→ **Text under study**
SEARSPORT, Maine — Glitchen the robot lurched around the art room at Searsport District High School on Wednesday afternoon, the pneumatic system that moved its arms up and down wheezing and its red light blinking.

Something didn’t sound quite right, however, and a couple of high school students leapt into action to diagnose and fix what was wrong. Time was of the essence: The school’s rookie robotics team was allowed just a handful of hours to fine tune the robot before its next scheduled competition this weekend at the University of New Hampshire in Durham, New Hampshire.

“The voltage from the batteries keeps dropping,” Logan Staples, 17, of Stockton Springs explained. “If it happens during the competition, it really wouldn’t be good.”

The stakes are high, but the students seemed confident they could fix the ailing Glitchen. After all, the 17-student team built the 113-pound robot themselves in an intensive six-week push earlier this winter, with the help of adult mentors and other Maine schools that already have taken part in the For Inspiration and Recognition of Science and Technology, or FIRST, robotics program. The nationwide program has the mission of inspiring young people to be leaders in science and technology.

Last weekend, Searsport’s Viking Landers team competed in Lewiston and placed 14th out of 31 teams from around Maine. It was a good first-time result for the Viking Landers, who wore Viking hats crafted out of duct tape to cheer on their robot and its student drivers and programmers.

“There’s an element of NASCAR and an element of worldwide wrestling,” said parent Sharon Catus, who helped start the program and found a total of $12,000 in grant funding this year. “There’s a pageantry to it.”

She said SDHS, with a student body numbering just 170, held its own against larger schools in the Lewiston competition. The Viking Landers hope to do even better in New Hampshire.

Tori Staples, 15, of Stockton Springs — Logan’s younger sister — said she helped write code to make Glitchen move and watched nervously as the robot competed in a game called Recycle Rush. In the game, three robots work together to stack plastic recycling totes and pick up litter.

“I didn’t know what to expect,” she said. “But when we got there, I thought, this is amazing. I know that we can actually accomplish something.”

Tori said she plans on being either a mechanical or a computer engineer when she grows up and has had a lot of fun learning how to build a robot from the ground up.

“There’s nothing bad that will ever come out of robotics,” she said. “There’s going to be something for everyone to do. You’ll get to meet new people and make friends at the competition. Everyone’s going to feel involved. It feels great, honestly.”

→ **Data excerpts**
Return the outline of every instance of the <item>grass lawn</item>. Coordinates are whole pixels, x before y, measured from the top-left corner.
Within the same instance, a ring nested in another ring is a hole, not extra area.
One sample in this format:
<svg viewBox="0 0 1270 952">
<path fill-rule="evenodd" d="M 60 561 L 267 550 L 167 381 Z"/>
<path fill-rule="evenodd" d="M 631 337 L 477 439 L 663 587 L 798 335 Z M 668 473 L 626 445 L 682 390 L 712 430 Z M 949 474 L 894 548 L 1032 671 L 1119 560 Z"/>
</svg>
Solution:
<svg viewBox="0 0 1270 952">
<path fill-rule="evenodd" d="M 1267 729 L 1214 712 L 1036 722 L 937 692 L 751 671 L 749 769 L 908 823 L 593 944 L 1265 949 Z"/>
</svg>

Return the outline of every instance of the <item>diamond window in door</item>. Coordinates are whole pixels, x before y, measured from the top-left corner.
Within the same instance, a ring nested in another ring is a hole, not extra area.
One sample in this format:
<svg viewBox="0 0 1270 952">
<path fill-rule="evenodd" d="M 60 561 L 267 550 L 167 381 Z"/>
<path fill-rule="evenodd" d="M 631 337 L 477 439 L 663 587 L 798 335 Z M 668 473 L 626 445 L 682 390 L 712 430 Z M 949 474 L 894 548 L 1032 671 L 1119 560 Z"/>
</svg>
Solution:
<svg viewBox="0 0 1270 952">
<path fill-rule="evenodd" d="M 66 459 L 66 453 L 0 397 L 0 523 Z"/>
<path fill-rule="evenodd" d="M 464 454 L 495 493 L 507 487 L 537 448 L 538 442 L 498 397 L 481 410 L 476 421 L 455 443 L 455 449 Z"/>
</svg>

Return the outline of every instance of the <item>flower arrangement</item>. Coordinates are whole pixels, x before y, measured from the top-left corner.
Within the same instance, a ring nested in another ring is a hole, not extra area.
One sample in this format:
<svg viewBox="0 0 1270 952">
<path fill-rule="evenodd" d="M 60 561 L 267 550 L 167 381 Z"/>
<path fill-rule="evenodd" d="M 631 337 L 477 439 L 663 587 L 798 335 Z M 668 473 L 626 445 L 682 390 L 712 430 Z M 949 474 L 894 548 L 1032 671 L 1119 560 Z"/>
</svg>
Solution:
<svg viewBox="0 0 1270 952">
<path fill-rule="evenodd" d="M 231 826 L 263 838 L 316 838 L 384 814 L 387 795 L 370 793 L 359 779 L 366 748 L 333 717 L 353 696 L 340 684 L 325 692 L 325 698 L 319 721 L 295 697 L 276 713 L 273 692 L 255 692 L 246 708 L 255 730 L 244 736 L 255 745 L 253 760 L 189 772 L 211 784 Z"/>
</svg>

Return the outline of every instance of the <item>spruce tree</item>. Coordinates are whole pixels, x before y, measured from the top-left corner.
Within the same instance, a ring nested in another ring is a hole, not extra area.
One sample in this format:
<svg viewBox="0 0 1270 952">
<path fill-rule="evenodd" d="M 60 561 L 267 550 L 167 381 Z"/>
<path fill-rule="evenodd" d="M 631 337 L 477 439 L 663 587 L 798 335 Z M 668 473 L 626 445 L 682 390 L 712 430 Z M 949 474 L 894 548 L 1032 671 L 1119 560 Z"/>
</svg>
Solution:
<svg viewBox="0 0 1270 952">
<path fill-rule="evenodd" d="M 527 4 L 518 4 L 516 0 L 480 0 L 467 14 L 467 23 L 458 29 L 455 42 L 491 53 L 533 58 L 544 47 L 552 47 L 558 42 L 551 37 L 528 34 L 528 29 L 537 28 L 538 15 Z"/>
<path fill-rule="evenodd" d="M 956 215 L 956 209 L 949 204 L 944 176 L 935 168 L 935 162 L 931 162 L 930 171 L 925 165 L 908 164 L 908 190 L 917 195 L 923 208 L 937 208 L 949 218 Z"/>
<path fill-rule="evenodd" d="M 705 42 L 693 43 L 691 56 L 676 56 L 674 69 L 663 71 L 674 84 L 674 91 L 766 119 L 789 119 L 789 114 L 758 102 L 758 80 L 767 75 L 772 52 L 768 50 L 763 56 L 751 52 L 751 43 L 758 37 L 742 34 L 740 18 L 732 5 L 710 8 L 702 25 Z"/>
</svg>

→ **What you need to do**
Quote the Searsport robotics team article word for word, from "Something didn’t sound" up to and including "Durham, New Hampshire.".

→ **Response for this exercise**
Something didn’t sound quite right, however, and a couple of high school students leapt into action to diagnose and fix what was wrong. Time was of the essence: The school’s rookie robotics team was allowed just a handful of hours to fine tune the robot before its next scheduled competition this weekend at the University of New Hampshire in Durham, New Hampshire.